# WHAT THE EXERCISE ASKS
Your task is to print the material below exactly as presented.

# LISTED RECORDS
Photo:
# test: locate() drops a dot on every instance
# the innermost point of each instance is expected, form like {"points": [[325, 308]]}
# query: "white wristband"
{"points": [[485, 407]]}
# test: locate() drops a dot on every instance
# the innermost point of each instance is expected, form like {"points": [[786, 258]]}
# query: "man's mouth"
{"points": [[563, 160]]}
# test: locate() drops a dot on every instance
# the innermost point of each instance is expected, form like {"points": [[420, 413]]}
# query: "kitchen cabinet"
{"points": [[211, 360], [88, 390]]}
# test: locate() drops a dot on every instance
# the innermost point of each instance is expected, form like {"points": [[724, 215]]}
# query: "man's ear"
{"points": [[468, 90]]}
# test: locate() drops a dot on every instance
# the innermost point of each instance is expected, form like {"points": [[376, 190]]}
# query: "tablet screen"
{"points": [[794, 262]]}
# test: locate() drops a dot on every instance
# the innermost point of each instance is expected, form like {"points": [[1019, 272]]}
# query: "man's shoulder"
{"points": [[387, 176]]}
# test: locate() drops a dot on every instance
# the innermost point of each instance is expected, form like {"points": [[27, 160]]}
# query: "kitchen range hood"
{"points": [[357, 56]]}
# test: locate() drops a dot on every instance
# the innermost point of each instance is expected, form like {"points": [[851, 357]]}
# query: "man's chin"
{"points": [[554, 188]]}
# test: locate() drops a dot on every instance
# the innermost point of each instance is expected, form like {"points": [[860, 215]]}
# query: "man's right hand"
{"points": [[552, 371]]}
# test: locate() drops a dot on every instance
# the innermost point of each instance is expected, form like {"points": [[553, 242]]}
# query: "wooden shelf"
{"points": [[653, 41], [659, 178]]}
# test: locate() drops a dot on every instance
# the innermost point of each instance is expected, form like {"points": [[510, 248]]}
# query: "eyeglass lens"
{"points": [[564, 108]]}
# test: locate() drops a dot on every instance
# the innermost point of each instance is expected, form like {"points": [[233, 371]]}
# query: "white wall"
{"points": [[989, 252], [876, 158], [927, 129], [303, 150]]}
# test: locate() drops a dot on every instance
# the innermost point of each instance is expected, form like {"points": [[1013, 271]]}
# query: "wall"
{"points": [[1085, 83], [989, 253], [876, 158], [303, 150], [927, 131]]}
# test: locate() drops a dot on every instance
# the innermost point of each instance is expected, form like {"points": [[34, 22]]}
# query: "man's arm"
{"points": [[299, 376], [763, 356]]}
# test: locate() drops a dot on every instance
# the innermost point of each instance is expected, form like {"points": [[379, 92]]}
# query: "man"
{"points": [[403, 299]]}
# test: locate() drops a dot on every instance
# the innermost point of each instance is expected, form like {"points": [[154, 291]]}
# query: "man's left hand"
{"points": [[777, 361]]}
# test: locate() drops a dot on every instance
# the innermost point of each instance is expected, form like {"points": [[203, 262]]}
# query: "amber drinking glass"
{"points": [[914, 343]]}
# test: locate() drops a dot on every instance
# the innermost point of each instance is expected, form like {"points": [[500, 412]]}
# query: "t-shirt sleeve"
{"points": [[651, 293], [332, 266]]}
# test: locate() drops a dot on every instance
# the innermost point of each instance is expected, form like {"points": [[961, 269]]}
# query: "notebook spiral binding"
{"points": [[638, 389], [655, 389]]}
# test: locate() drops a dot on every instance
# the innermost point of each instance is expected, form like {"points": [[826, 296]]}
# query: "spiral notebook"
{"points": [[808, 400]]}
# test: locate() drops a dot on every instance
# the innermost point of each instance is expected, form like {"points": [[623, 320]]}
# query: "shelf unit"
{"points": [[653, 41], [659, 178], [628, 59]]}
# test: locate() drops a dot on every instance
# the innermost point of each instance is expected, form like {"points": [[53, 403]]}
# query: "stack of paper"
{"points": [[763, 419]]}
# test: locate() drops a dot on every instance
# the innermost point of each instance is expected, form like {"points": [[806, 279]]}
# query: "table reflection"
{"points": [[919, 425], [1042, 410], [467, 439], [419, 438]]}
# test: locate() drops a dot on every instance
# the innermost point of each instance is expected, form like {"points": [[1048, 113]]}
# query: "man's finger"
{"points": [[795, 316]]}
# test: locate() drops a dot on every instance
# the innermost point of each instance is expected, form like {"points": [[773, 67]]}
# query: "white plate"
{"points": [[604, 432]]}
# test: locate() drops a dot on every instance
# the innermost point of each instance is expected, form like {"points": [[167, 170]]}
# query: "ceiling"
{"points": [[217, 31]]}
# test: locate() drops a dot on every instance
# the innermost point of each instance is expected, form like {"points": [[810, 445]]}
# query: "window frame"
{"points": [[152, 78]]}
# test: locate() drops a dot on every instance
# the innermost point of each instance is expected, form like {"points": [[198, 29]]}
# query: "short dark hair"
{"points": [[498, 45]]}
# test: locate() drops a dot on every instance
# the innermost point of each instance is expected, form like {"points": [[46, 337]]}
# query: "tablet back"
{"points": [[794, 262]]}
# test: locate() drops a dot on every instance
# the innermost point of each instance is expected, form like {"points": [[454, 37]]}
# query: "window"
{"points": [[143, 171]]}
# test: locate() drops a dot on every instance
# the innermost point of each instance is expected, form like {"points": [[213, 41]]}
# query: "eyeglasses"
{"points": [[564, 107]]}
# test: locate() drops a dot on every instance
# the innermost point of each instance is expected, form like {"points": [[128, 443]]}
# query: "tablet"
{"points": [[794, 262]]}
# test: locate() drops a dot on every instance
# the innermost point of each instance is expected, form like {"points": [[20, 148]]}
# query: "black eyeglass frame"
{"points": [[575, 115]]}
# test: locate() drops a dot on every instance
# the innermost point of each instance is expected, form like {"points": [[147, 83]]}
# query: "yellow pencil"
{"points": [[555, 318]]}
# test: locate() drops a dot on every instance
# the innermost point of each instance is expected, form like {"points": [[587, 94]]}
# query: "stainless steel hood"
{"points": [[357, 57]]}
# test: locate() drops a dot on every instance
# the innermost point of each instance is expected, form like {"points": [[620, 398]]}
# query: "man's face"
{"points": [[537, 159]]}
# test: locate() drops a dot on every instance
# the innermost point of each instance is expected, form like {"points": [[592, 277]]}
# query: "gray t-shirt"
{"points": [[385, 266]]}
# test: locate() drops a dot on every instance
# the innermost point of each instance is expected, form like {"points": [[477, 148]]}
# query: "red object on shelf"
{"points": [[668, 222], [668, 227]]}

# SOLUTION
Photo:
# test: locate() drops a dot on every instance
# the innermost point of each instance is expected, form like {"points": [[325, 308]]}
# query: "white wristband"
{"points": [[485, 407]]}
# test: locate() drops a dot on every instance
# the innermost point of each instance is expected, form like {"points": [[786, 258]]}
# query: "man's mouth"
{"points": [[563, 160]]}
# test: locate() drops a dot on every instance
# the innermost point of each instance is expected, form like {"points": [[420, 413]]}
# query: "kitchen cabinet"
{"points": [[211, 360], [88, 390]]}
# test: locate() drops a dot on every instance
# the innermost point of each instance is expected, form like {"points": [[724, 215]]}
# query: "man's ear"
{"points": [[468, 90]]}
# test: locate() drops a dot on every instance
# the innermost point of each instance is expected, form like {"points": [[376, 190]]}
# query: "tablet screen"
{"points": [[794, 262]]}
# test: locate() drops a dot on every instance
# the innermost point of each instance is expected, form like {"points": [[1019, 272]]}
# query: "man's shoulder"
{"points": [[387, 176]]}
# test: locate() drops a dot on every instance
# the innermost point of each instance is expected, form like {"points": [[27, 160]]}
# query: "kitchen range hood"
{"points": [[357, 56]]}
# test: locate() drops a dot on every instance
# the innermost point of each instance is expected, form like {"points": [[851, 357]]}
# query: "man's chin"
{"points": [[554, 188]]}
# test: locate() drops a dot on every instance
# the innermost point of each instance is expected, form like {"points": [[860, 215]]}
# query: "man's right hand"
{"points": [[552, 371]]}
# test: locate() drops a dot on every instance
# the innermost point of each instance is expected, form like {"points": [[553, 242]]}
# query: "wooden shelf"
{"points": [[653, 41], [659, 178]]}
# test: locate() drops a dot on every instance
# the innermost point of each instance is expected, form like {"points": [[510, 248]]}
# query: "eyeglass lens"
{"points": [[564, 108]]}
# test: locate() drops a dot on every instance
# the innermost point of each instance is expected, form like {"points": [[233, 371]]}
# query: "white wall"
{"points": [[989, 252], [876, 158], [927, 129], [303, 150]]}
# test: locate() drops a dot on every instance
# the innermost point of each instance is expected, form like {"points": [[1013, 271]]}
# query: "wall"
{"points": [[1085, 83], [989, 253], [876, 158], [303, 150], [927, 131]]}
# test: locate() drops a dot on every instance
# the innermost point of each instance is expected, form like {"points": [[34, 22]]}
# query: "man's arm"
{"points": [[299, 376], [763, 356]]}
# test: locate() drops a dot on every instance
# the innermost point of each instance is expected, form like {"points": [[379, 92]]}
# query: "man"
{"points": [[403, 299]]}
# test: locate() drops a dot on every instance
# the innermost point of each instance is expected, form like {"points": [[154, 291]]}
# query: "man's left hand"
{"points": [[777, 361]]}
# test: locate() drops a dot on every instance
# the innermost point of each instance is expected, form like {"points": [[203, 262]]}
# query: "amber drinking glass"
{"points": [[914, 343]]}
# test: locate() drops a dot on every instance
# the innermost point of each instance is expected, form like {"points": [[500, 412]]}
# query: "t-shirt sleeve"
{"points": [[651, 293], [332, 266]]}
# test: locate() drops a dot on every instance
# the innermost point of each instance is expected, form like {"points": [[961, 269]]}
# query: "notebook spiral binding"
{"points": [[638, 389], [655, 389]]}
# test: locate() drops a dot on every instance
# the innermost point of each instance is expected, form like {"points": [[826, 296]]}
# query: "spiral notebook"
{"points": [[808, 400]]}
# test: locate() drops a dot on every instance
# the innermost point of each instance is expected, form like {"points": [[623, 320]]}
# query: "shelf unit"
{"points": [[653, 41], [659, 178], [628, 59]]}
# test: locate() drops a dot on every instance
# the innermost point of each instance is expected, form like {"points": [[53, 403]]}
# query: "stack of paper"
{"points": [[763, 419]]}
# test: locate() drops a dot on every instance
# the innermost point of each instance is expected, form like {"points": [[806, 279]]}
# query: "table reflection"
{"points": [[919, 425], [1042, 410], [467, 439], [419, 438]]}
# test: locate() drops a dot on every instance
# the innermost point of each instance is expected, form like {"points": [[1048, 113]]}
# query: "man's finger"
{"points": [[795, 316]]}
# test: locate() drops a dot on every instance
# the innermost point of each instance is expected, form like {"points": [[773, 67]]}
# query: "white plate"
{"points": [[604, 432]]}
# test: locate() drops a dot on every instance
# the innermost point of each instance is expected, form like {"points": [[167, 170]]}
# query: "ceiling"
{"points": [[217, 31]]}
# test: locate() drops a dot on every instance
# the innermost point of each instance is expected, form like {"points": [[810, 445]]}
# query: "window frame"
{"points": [[152, 78]]}
# test: locate() drops a dot on every instance
# the innermost point of each instance is expected, form like {"points": [[198, 29]]}
# query: "short dark hair"
{"points": [[498, 45]]}
# test: locate() drops a dot on every instance
# the innermost point of each instance is expected, form like {"points": [[46, 337]]}
# query: "tablet back"
{"points": [[794, 262]]}
# test: locate() drops a dot on every instance
# the innermost point of each instance is expected, form like {"points": [[454, 37]]}
# query: "window"
{"points": [[143, 171]]}
# test: locate() drops a dot on every instance
# the innermost point of each instance is expected, form like {"points": [[213, 41]]}
# query: "eyeglasses"
{"points": [[564, 107]]}
# test: locate() drops a dot on every instance
# the innermost point of each instance is expected, form like {"points": [[128, 443]]}
# query: "tablet"
{"points": [[794, 262]]}
# test: locate() drops a dot on every instance
# the innermost point of each instance is expected, form like {"points": [[20, 148]]}
# query: "black eyeglass frame"
{"points": [[575, 115]]}
# test: locate() drops a dot on every instance
# the innermost point of each instance is expected, form like {"points": [[147, 83]]}
# query: "yellow pencil"
{"points": [[555, 318]]}
# test: locate() drops a dot on every instance
# the innermost point of each instance is expected, form like {"points": [[587, 94]]}
# query: "stainless steel hood"
{"points": [[357, 57]]}
# test: locate() drops a dot on every instance
# the innermost point of each instance is expected, form like {"points": [[620, 398]]}
# query: "man's face"
{"points": [[537, 159]]}
# test: locate() drops a dot on every instance
# the innermost point of each instance is expected, form like {"points": [[592, 277]]}
# query: "gray t-shirt"
{"points": [[385, 266]]}
# test: locate() drops a dot on every instance
# the innermost point of each instance is expected, form like {"points": [[477, 148]]}
# query: "red object on shelf"
{"points": [[668, 222], [668, 227]]}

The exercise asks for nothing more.